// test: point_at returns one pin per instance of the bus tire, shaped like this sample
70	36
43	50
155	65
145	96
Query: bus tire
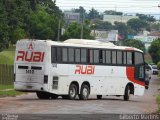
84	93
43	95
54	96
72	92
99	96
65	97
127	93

━━━━

WHAT YOU ARE ASKED TO DO
Reproduce each line of the records above without any change, omitting the pictures.

REPLY TO THE TASK
// test: point_at returns one pin per instance of the bus tire, shaped like this sample
70	36
43	50
155	65
145	96
Query: bus tire
84	93
43	95
54	96
72	92
99	96
65	97
127	93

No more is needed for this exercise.